Directions -
Filter the entries below, keeping only lines with "instance".

Materials provided -
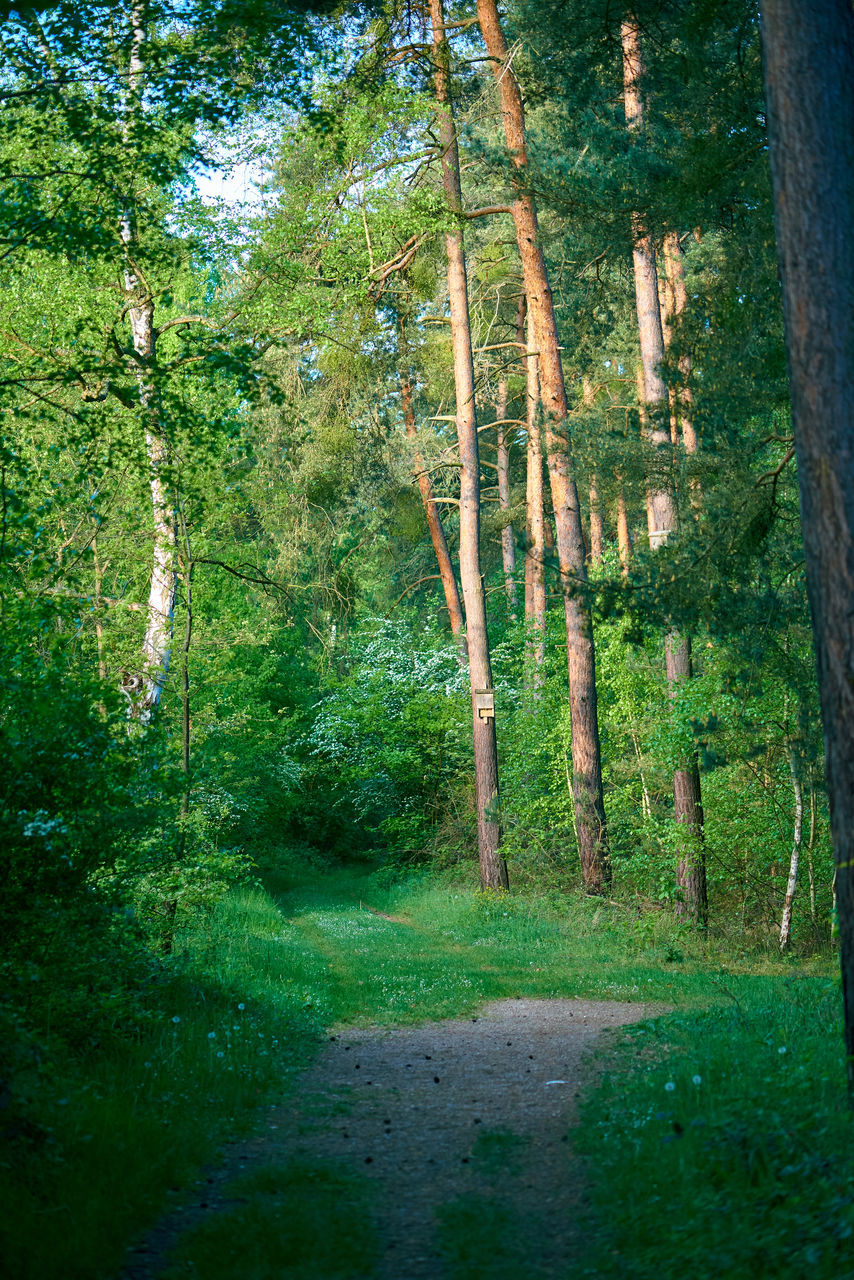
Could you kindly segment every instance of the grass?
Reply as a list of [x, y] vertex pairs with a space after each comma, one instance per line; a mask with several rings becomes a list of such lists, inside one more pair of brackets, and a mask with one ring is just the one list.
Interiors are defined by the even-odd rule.
[[188, 1232], [163, 1280], [359, 1280], [379, 1254], [365, 1179], [297, 1163], [237, 1179], [244, 1203]]
[[[734, 960], [664, 915], [635, 918], [589, 900], [316, 874], [228, 895], [132, 999], [126, 993], [132, 1017], [113, 1025], [99, 1015], [76, 1037], [73, 1019], [64, 1030], [56, 1020], [38, 1067], [24, 1073], [31, 1129], [3, 1147], [0, 1248], [12, 1280], [114, 1276], [169, 1189], [224, 1137], [251, 1129], [325, 1028], [451, 1017], [516, 995], [674, 1010], [624, 1036], [622, 1069], [585, 1103], [588, 1274], [854, 1275], [843, 1261], [854, 1135], [841, 1108], [839, 1001], [821, 962], [806, 973], [792, 960]], [[59, 970], [54, 981], [61, 999]], [[487, 1137], [480, 1159], [512, 1159], [506, 1135], [491, 1146]], [[364, 1187], [315, 1166], [265, 1176], [244, 1183], [245, 1204], [185, 1241], [170, 1275], [188, 1274], [190, 1258], [210, 1280], [370, 1274]], [[309, 1222], [332, 1250], [322, 1265], [293, 1234]], [[514, 1222], [497, 1202], [448, 1206], [440, 1242], [449, 1275], [480, 1274], [484, 1232], [493, 1251], [484, 1275], [513, 1274]], [[258, 1245], [244, 1263], [226, 1242], [249, 1237]], [[367, 1270], [335, 1271], [336, 1249]]]
[[529, 1224], [497, 1196], [460, 1196], [439, 1211], [438, 1244], [448, 1280], [539, 1280]]
[[854, 1276], [854, 1123], [836, 984], [765, 978], [627, 1029], [586, 1099], [597, 1243], [630, 1280]]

Your solution -
Could you kindly segment every instance of the grass?
Reply as a list of [x, y] vertex pairs with a space after each comma, one instance per line; a mask with several rings becomes a list of such lists, inside one more pair of brackets, and a mask with one ring is just the one list.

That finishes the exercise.